■ **Information supplied**

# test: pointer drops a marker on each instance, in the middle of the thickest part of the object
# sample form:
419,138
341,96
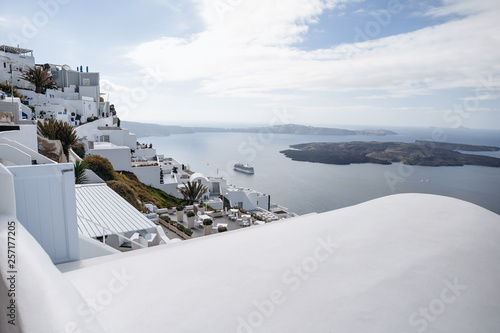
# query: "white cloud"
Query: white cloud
251,49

■ **Required work**
Every record is to be repeated exactly, and no picture is carried over.

■ **Response to this task**
# test: pointer drops a marker on each instance, in the middle of the thickest part of the object
# sample form:
419,138
341,96
# query: "white cloud"
Query: white cloud
251,49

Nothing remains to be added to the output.